■ Request: Please copy the records below, starting with the line that contains "Could you please identify the shrub" and going on through the end of the records, requests included and pictures left out. Multiply every coordinate in the answers by 2.1 and round each result to a whole number, with halves rounded up.

============================================================

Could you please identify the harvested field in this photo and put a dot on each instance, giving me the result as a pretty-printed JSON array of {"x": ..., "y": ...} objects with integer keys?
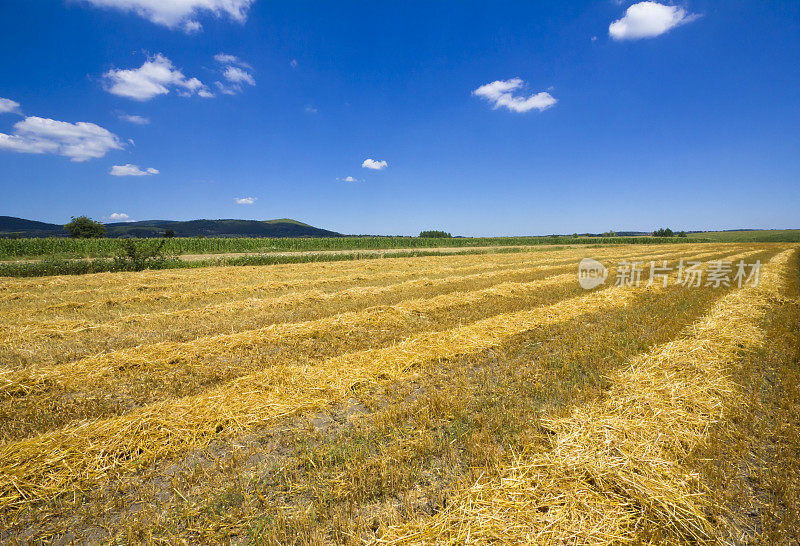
[{"x": 440, "y": 399}]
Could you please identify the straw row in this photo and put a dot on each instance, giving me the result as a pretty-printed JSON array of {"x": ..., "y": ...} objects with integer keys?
[
  {"x": 615, "y": 472},
  {"x": 67, "y": 328},
  {"x": 154, "y": 358},
  {"x": 177, "y": 278},
  {"x": 219, "y": 284},
  {"x": 150, "y": 359},
  {"x": 51, "y": 464}
]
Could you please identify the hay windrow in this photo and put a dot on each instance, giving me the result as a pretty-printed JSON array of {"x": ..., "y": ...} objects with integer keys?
[
  {"x": 221, "y": 285},
  {"x": 614, "y": 474},
  {"x": 54, "y": 463},
  {"x": 89, "y": 371},
  {"x": 150, "y": 358}
]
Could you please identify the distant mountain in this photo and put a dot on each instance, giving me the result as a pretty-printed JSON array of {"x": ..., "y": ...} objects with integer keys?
[{"x": 284, "y": 227}]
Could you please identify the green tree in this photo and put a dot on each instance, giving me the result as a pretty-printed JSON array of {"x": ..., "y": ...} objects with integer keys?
[
  {"x": 84, "y": 227},
  {"x": 435, "y": 234}
]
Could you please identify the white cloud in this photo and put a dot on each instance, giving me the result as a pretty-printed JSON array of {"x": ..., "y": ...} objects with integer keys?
[
  {"x": 133, "y": 118},
  {"x": 155, "y": 77},
  {"x": 236, "y": 73},
  {"x": 238, "y": 76},
  {"x": 501, "y": 93},
  {"x": 179, "y": 13},
  {"x": 224, "y": 58},
  {"x": 79, "y": 141},
  {"x": 648, "y": 20},
  {"x": 8, "y": 106},
  {"x": 131, "y": 170},
  {"x": 374, "y": 165}
]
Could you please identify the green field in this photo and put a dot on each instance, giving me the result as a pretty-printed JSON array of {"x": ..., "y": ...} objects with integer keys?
[{"x": 61, "y": 248}]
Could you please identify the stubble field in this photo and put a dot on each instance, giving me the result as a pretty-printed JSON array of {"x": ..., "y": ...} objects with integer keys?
[{"x": 442, "y": 399}]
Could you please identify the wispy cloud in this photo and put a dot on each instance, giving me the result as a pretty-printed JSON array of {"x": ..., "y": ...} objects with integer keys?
[
  {"x": 648, "y": 20},
  {"x": 501, "y": 94},
  {"x": 133, "y": 118},
  {"x": 119, "y": 217},
  {"x": 155, "y": 77},
  {"x": 78, "y": 141},
  {"x": 131, "y": 170},
  {"x": 374, "y": 165},
  {"x": 236, "y": 74},
  {"x": 181, "y": 14},
  {"x": 8, "y": 106}
]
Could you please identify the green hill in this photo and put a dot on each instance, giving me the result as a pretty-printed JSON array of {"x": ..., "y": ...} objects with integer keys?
[{"x": 284, "y": 227}]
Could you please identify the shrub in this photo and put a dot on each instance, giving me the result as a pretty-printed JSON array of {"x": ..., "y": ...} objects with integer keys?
[
  {"x": 84, "y": 227},
  {"x": 138, "y": 256},
  {"x": 663, "y": 232}
]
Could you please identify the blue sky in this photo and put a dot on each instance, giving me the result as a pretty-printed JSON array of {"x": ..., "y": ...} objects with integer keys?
[{"x": 492, "y": 118}]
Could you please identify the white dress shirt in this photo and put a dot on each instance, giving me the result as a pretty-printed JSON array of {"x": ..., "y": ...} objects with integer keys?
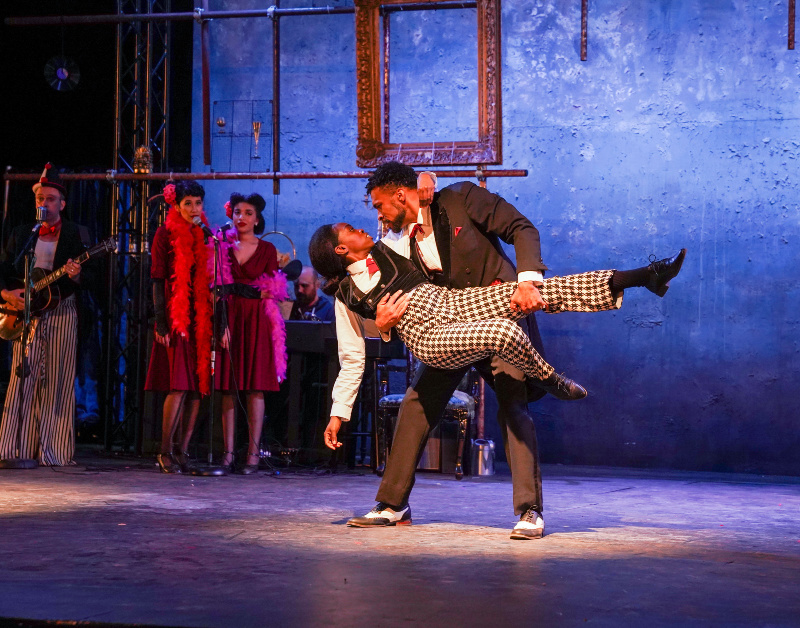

============================================================

■ Solution to this problem:
Could you please identify the shrub in this photo and put a dot on each instance, giving me the result as a pretty-printed JSON array of {"x": ..., "y": ...} objects with integer keys?
[
  {"x": 176, "y": 477},
  {"x": 290, "y": 538},
  {"x": 1392, "y": 487}
]
Could you please identify the blue sky in this photo and put a dot on each instance, giving me the result as a pretty-printed JSON array of {"x": ..., "y": ...} objects with integer keys?
[{"x": 1033, "y": 248}]
Could you please identify the white dress shirt in this photo and put a dot on each instance, giving me the result as a pretty-printed JSON array of {"x": ..., "y": ...} objects with integer keys?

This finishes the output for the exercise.